Rewrite everything from the line containing "form: x=13 y=24." down to the last line below. Increase both the x and y values of each answer point by 138, and leave everything else unchanged.

Raw lines:

○ ○ ○ ○

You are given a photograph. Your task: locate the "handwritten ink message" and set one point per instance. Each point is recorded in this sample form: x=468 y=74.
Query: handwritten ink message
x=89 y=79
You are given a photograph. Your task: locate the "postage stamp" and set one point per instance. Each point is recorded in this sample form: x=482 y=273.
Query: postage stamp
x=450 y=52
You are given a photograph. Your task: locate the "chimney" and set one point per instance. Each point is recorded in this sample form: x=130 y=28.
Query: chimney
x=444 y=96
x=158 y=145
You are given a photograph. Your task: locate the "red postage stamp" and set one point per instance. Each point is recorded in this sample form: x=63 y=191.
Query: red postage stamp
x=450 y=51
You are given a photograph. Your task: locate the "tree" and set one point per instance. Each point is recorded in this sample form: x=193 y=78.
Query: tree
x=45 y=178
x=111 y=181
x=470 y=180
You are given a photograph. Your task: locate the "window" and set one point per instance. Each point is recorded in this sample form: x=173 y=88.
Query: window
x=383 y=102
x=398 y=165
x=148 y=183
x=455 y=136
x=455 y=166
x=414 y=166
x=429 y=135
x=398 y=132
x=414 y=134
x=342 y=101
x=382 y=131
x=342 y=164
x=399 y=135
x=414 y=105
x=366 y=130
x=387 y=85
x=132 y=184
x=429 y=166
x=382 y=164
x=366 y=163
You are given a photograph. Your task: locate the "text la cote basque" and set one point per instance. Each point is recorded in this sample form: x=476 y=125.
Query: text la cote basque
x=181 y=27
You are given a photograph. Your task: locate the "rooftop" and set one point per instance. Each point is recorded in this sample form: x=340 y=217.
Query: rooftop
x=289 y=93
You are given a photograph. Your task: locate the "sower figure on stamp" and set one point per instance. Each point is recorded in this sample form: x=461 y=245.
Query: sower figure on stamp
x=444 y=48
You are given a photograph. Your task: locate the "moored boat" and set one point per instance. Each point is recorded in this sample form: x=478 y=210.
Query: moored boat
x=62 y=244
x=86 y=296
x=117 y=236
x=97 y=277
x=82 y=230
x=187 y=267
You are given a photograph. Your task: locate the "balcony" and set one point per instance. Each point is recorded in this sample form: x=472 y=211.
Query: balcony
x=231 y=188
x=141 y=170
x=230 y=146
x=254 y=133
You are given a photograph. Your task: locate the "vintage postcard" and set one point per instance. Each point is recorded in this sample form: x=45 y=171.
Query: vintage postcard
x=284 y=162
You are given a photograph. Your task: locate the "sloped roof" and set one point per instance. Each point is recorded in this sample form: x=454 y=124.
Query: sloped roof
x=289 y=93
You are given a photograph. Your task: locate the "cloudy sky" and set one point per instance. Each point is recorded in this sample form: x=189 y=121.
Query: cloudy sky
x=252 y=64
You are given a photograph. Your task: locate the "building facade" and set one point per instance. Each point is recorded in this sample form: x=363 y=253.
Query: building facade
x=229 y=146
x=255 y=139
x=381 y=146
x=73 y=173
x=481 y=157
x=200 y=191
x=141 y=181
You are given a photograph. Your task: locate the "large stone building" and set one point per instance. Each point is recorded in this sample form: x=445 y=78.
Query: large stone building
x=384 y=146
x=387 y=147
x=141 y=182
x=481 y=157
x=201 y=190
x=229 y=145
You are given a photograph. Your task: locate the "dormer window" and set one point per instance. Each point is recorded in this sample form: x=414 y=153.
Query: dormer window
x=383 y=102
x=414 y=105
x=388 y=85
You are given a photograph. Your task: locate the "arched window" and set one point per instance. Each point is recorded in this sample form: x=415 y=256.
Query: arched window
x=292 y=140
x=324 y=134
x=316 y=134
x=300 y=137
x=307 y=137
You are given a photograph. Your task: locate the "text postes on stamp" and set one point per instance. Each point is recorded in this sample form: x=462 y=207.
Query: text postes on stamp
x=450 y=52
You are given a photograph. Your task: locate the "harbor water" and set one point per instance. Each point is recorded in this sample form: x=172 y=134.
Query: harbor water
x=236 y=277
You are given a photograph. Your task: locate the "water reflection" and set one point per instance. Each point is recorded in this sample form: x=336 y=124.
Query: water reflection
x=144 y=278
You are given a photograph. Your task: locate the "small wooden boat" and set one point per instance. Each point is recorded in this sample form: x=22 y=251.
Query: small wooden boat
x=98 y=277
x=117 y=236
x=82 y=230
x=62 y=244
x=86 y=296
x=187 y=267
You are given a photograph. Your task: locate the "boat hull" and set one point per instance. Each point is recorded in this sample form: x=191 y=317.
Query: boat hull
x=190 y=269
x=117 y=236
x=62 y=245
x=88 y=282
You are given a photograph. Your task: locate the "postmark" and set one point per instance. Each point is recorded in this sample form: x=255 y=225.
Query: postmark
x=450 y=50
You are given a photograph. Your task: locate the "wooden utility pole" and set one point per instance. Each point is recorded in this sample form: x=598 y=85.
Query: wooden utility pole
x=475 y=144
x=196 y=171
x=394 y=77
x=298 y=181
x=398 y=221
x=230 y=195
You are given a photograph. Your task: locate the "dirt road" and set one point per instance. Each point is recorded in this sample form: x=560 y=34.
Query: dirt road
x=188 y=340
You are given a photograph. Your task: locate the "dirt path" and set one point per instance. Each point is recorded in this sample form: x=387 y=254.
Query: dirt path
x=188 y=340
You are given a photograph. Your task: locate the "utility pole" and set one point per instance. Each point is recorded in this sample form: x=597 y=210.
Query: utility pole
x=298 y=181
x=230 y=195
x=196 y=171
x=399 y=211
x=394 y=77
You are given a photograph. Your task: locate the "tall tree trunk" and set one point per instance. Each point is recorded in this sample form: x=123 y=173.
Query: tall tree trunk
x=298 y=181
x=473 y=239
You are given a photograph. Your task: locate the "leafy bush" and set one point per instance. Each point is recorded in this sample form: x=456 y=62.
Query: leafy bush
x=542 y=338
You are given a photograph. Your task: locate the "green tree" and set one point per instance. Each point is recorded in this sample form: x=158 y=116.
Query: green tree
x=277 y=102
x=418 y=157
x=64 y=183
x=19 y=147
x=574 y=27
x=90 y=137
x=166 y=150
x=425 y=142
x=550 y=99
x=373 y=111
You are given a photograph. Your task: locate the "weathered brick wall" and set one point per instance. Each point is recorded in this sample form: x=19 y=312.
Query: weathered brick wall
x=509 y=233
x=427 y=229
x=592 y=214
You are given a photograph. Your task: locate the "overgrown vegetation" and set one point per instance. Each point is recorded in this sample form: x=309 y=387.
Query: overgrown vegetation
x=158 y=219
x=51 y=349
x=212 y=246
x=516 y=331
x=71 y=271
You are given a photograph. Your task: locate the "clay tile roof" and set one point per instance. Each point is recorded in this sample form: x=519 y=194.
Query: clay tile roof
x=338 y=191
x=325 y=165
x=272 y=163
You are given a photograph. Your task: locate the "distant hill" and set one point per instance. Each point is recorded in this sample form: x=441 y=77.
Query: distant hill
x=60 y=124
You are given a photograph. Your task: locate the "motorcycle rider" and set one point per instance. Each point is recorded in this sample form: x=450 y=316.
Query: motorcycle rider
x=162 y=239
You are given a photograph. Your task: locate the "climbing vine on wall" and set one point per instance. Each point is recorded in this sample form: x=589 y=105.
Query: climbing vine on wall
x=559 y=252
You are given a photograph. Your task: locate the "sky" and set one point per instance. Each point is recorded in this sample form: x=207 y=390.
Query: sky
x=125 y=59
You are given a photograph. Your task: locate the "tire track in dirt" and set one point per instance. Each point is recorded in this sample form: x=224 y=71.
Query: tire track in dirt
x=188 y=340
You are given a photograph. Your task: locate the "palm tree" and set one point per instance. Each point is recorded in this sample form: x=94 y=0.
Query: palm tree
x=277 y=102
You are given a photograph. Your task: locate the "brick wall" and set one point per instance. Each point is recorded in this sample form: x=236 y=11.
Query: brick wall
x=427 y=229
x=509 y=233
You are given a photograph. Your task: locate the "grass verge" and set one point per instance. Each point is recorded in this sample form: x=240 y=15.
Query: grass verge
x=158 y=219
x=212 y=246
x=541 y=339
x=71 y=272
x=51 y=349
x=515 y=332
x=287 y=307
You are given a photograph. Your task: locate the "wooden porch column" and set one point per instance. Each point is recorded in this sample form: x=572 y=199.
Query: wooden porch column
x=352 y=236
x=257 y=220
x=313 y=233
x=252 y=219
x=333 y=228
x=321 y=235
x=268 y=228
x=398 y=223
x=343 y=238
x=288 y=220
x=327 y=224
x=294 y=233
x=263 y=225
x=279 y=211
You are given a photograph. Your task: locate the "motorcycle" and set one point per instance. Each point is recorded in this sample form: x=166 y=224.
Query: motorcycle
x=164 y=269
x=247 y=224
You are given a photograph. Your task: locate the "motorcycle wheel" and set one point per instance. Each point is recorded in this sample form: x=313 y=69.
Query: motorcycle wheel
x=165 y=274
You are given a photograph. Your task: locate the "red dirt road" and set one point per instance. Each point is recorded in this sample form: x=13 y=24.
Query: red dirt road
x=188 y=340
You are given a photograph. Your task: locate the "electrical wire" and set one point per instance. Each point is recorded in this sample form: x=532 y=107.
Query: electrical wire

○ ○ ○ ○

** Task result **
You are given a photograph. Your task: locate the "red dirt road" and set one point per instance. Each point is recorded in this sample form: x=13 y=24.
Query: red dirt road
x=326 y=478
You are given a photograph. Your task: locate the "electrical wire" and set one point per instance. Each point is recorded in this sample form: x=532 y=107.
Query: electrical wire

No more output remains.